** Begin **

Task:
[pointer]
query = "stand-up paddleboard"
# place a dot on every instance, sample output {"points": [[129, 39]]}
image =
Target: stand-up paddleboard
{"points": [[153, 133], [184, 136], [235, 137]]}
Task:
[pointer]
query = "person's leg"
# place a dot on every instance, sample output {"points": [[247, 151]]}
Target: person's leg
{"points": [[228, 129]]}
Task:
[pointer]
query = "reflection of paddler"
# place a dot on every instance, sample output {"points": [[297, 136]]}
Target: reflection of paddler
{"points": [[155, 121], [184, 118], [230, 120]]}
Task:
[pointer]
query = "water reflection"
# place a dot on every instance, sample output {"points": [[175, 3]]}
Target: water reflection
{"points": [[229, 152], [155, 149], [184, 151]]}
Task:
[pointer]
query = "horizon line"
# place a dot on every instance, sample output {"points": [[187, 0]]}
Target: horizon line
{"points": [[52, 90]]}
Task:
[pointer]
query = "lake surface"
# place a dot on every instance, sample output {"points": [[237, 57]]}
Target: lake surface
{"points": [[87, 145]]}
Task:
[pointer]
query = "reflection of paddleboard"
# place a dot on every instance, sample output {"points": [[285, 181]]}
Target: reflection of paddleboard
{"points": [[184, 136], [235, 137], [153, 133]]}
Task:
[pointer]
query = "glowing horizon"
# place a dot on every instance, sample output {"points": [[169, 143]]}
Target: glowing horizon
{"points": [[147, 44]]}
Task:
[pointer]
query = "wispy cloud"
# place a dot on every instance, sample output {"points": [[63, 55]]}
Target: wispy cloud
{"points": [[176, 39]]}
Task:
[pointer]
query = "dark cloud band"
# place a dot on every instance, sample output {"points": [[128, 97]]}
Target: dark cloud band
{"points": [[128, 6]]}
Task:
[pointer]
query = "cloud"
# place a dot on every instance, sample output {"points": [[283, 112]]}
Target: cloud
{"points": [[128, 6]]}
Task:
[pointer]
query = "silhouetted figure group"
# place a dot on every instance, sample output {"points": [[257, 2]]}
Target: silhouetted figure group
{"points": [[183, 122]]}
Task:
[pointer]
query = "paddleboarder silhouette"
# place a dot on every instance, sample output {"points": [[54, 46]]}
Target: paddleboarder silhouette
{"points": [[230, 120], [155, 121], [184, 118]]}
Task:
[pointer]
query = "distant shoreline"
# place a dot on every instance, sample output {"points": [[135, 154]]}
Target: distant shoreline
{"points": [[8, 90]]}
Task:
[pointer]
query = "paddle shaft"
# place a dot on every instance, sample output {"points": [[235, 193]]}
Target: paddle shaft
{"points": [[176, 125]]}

** End **

Aim = Quote every line of the data, word for word.

Full response =
Task:
[pointer]
query = "stand-up paddleboard"
# place a dot on every instance, sample output {"points": [[129, 39]]}
image =
Target: stand-up paddleboard
{"points": [[153, 133], [184, 136], [235, 137]]}
Task:
[pointer]
query = "person's leg"
# place a dot on every instance, sample output {"points": [[247, 151]]}
Target: person's leg
{"points": [[228, 129]]}
Task:
[pointer]
query = "reflection of paddler"
# place a dot on every instance, sample output {"points": [[297, 136]]}
Target: reflection of paddler
{"points": [[155, 121], [184, 118], [230, 120]]}
Task:
[pointer]
query = "water reflection"
# place a dot on every instance, sample output {"points": [[175, 3]]}
Target: water reflection
{"points": [[229, 152], [155, 149], [184, 151]]}
Task:
[pointer]
query = "horizon line"
# place a dot on every instance, sample output {"points": [[187, 0]]}
Target: horizon line
{"points": [[52, 90]]}
Task:
[pointer]
query = "lake surface"
# place a dot on every instance, sample output {"points": [[237, 57]]}
Target: lake surface
{"points": [[87, 145]]}
Task:
[pointer]
query = "reflection of paddleboard"
# place a dot on every instance, sample output {"points": [[285, 181]]}
Target: reflection of paddleboard
{"points": [[184, 136], [235, 137], [153, 133]]}
Task:
[pointer]
query = "glowing horizon"
# place a dot on every instance, sample output {"points": [[169, 143]]}
Target: glowing horizon
{"points": [[147, 44]]}
Task:
[pointer]
query = "wispy cloud"
# place a dot on every instance, sample output {"points": [[63, 55]]}
Target: wispy cloud
{"points": [[176, 39]]}
Task:
[pointer]
query = "dark cloud band"
# place a dot on every instance, sample output {"points": [[128, 97]]}
Target: dark cloud band
{"points": [[128, 6]]}
Task:
[pointer]
query = "cloud"
# place a dot on every instance, sample output {"points": [[283, 112]]}
Target: cloud
{"points": [[128, 6]]}
Task:
[pointer]
query = "silhouetted figure group"
# place a dot on every instance, sample output {"points": [[257, 2]]}
Target: silhouetted figure group
{"points": [[183, 122]]}
Task:
[pointer]
query = "paddleboarder silhouette"
# place a dot on every instance, sample output {"points": [[54, 46]]}
Target: paddleboarder silhouette
{"points": [[230, 120], [155, 121], [184, 118]]}
Task:
[pointer]
query = "distant shoreline"
# place a dot on every instance, sample output {"points": [[135, 154]]}
Target: distant shoreline
{"points": [[8, 90]]}
Task:
[pointer]
query = "paddle shaft"
# place a dot on every instance, sample output {"points": [[235, 193]]}
Target: paddle shaft
{"points": [[176, 125]]}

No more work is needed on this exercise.